● Assignment
Copy nothing but the text: reproduce each line of the listing exactly and leave the pictures out.

● Records to use
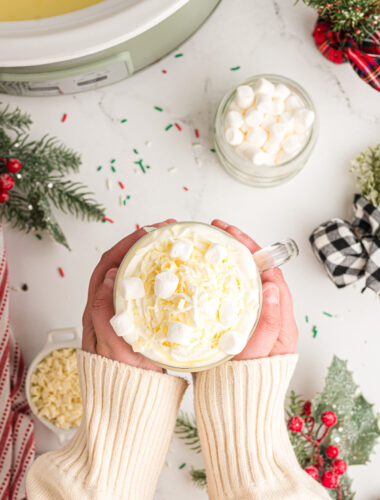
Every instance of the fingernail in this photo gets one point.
(272, 294)
(109, 278)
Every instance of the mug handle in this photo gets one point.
(275, 255)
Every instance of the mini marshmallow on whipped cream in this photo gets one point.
(268, 124)
(187, 296)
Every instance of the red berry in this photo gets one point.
(307, 408)
(295, 424)
(339, 466)
(332, 451)
(13, 165)
(328, 418)
(312, 471)
(4, 196)
(6, 182)
(330, 480)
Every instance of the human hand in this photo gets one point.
(277, 331)
(98, 334)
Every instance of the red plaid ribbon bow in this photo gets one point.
(339, 47)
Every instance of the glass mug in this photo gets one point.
(267, 258)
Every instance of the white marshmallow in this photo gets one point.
(234, 136)
(268, 122)
(257, 137)
(165, 284)
(278, 106)
(265, 87)
(234, 119)
(293, 102)
(253, 117)
(232, 343)
(228, 313)
(216, 253)
(264, 103)
(181, 249)
(288, 120)
(304, 119)
(281, 91)
(179, 333)
(244, 96)
(132, 288)
(292, 144)
(122, 323)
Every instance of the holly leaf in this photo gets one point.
(346, 487)
(338, 392)
(357, 434)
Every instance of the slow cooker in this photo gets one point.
(94, 46)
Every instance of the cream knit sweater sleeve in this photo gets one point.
(240, 414)
(120, 447)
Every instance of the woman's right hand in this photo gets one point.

● Result
Every instance of the fingernail in this photo gets one point.
(272, 294)
(109, 278)
Every instance of the mug handle in this photo gets one point.
(275, 255)
Every instance of the mini marshmallow on whipped cream in this photo gets one point.
(268, 124)
(187, 296)
Every instance of the red berry in this photo gets one point.
(307, 408)
(295, 424)
(339, 466)
(332, 451)
(13, 165)
(328, 418)
(312, 471)
(4, 196)
(6, 182)
(330, 480)
Every instance of the human hand in this photo gets one point.
(277, 331)
(98, 334)
Every instance of the red plaid ribbon bow in this photo gets one point.
(339, 47)
Every instance of the glass mug in this photo gets one point.
(267, 258)
Every instance of the white marshmallow in this photo gets one point.
(234, 136)
(268, 122)
(257, 137)
(165, 284)
(278, 106)
(265, 87)
(234, 119)
(293, 102)
(253, 117)
(232, 343)
(228, 313)
(216, 253)
(264, 103)
(181, 249)
(288, 120)
(304, 119)
(281, 91)
(179, 333)
(244, 96)
(132, 288)
(292, 144)
(122, 323)
Every instance of the holly leaf in this photo gets one point.
(346, 487)
(338, 392)
(357, 434)
Every instance of the slow cooker in this photo gets one point.
(94, 46)
Every instance of the cream knit sweater sleeve in this photo gets one point.
(240, 414)
(120, 447)
Every instance of the woman's right hand in this photo gets one point.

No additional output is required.